Task prompt: Write out the passage on traditional medicine among Quebec Gaels from "Comparisons are drawn" up to and including "a sticky paste.", word for word.

===== Text passage

See Oatmeal and the Catechism:
Chapter 4, 'In Sickness and in Health'. This chapter is based on
tape-recorded interviews with Quebec Gaels whose families continued
to rely on traditional medicine long after the introduction of doctors.
Comparisons are drawn between medical knowledge recorded in Scotland
and that practised in Quebec (including newly adapted procedures).
Appalachian comparisons are cited in the footnotes, as are other
bibliographic references. The subjects covered include: Childbirth
and Midwifery; General cures, tonics, and preventatives; Supernatural
charms and the Gift of Healing.
e.g. Ivy MacDonald recalled a recipe for ointment, which had been
the old standby, for family and community, for more than a century:
That was from Kenny's mother-yes. ... It should have been lamb,
lamb tallow, but no-one had lambs around, so we used deer, and it's
very much the same, and rosin. And you melted rosin-you could buy
it in those days. People used it for violin bows, and so on-that
rosin, see. And we crushed it and melted it and mixed it into quite
a thick, oh, kind of a sticky paste.
Ivy would make "say, a couple of cupfuls of melted stuff;
never measured it. [but the proportion of tallow to rosin was] a
whole lot more fat than rosin, you know," and she would store
it in little jars saved for the purpose. "And it was just
wonderful for healing-just wonderful for healing.... I'd keep
a jar in the house-always, always, always-"
I remember one time, one of my brothers was working in the woods.
He was working on a saw-he had one of them-and he fell on his hand.
And it was in the woods when they were working there, and my father
tore his shirt, you know, so as to get him home-he was bleeding
to death. And of course the nearest doctor would be in Scotstown,
near on seventeen miles. And do you know what my mother did? I'll
never forget about it. You know in them days we used to get the
flour in barrels. And she just went with her hand and took the flour
out-white flour-until the doctor came. So he wouldn't bleed to death
she was putting flour on it to stop it, you know. Of course the
blood was oozing out.(BEK 8:A)
By the time the doctor arrived, the flour had formed a coagulated
mass, a mixture of flour and blood, over the cut and the bleeding
was minimal. Bessie then watched him dress her brother's wound.
He took some, though not all, of the flour mixture off the cut and
bandaged it up. In time, the arm healed perfectly and was as good
as it had always been.
See also:
"Folk cures from Betsy Whyte" in Tocher 45, 1993.

==========
===== Study material

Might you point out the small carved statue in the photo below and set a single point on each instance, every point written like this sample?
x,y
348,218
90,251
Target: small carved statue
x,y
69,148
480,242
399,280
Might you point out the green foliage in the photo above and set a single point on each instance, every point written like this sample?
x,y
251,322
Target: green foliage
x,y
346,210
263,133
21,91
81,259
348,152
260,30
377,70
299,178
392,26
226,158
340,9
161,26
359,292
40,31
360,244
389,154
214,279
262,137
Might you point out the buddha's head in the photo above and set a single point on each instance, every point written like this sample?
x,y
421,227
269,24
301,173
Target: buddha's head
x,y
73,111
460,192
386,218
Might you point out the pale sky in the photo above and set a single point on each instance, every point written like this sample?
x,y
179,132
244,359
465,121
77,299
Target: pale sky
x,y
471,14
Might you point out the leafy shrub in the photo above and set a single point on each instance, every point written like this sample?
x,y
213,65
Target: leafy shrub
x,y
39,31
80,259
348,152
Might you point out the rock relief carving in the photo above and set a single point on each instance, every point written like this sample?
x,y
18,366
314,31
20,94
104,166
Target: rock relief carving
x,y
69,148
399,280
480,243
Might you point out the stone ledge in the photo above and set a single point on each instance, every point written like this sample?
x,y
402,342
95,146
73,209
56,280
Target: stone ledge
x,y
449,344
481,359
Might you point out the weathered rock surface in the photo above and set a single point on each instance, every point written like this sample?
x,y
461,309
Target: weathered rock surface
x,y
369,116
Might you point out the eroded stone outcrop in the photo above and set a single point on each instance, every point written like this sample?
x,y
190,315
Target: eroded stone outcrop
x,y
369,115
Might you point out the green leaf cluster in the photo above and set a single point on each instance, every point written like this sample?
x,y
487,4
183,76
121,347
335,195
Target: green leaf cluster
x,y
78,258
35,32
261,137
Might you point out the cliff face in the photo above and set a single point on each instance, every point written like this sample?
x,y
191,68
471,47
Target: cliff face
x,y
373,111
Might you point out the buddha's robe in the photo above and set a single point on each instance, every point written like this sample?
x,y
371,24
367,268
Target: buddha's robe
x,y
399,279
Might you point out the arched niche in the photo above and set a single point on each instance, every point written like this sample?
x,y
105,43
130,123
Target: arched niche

==========

Your response:
Comparisons are drawn between medical knowledge recorded in Scotland
and that practised in Quebec (including newly adapted procedures).
Appalachian comparisons are cited in the footnotes, as are other
bibliographic references. The subjects covered include: Childbirth
and Midwifery; General cures, tonics, and preventatives; Supernatural
charms and the Gift of Healing.
e.g. Ivy MacDonald recalled a recipe for ointment, which had been
the old standby, for family and community, for more than a century:
That was from Kenny's mother-yes. ... It should have been lamb,
lamb tallow, but no-one had lambs around, so we used deer, and it's
very much the same, and rosin. And you melted rosin-you could buy
it in those days. People used it for violin bows, and so on-that
rosin, see. And we crushed it and melted it and mixed it into quite
a thick, oh, kind of a sticky paste.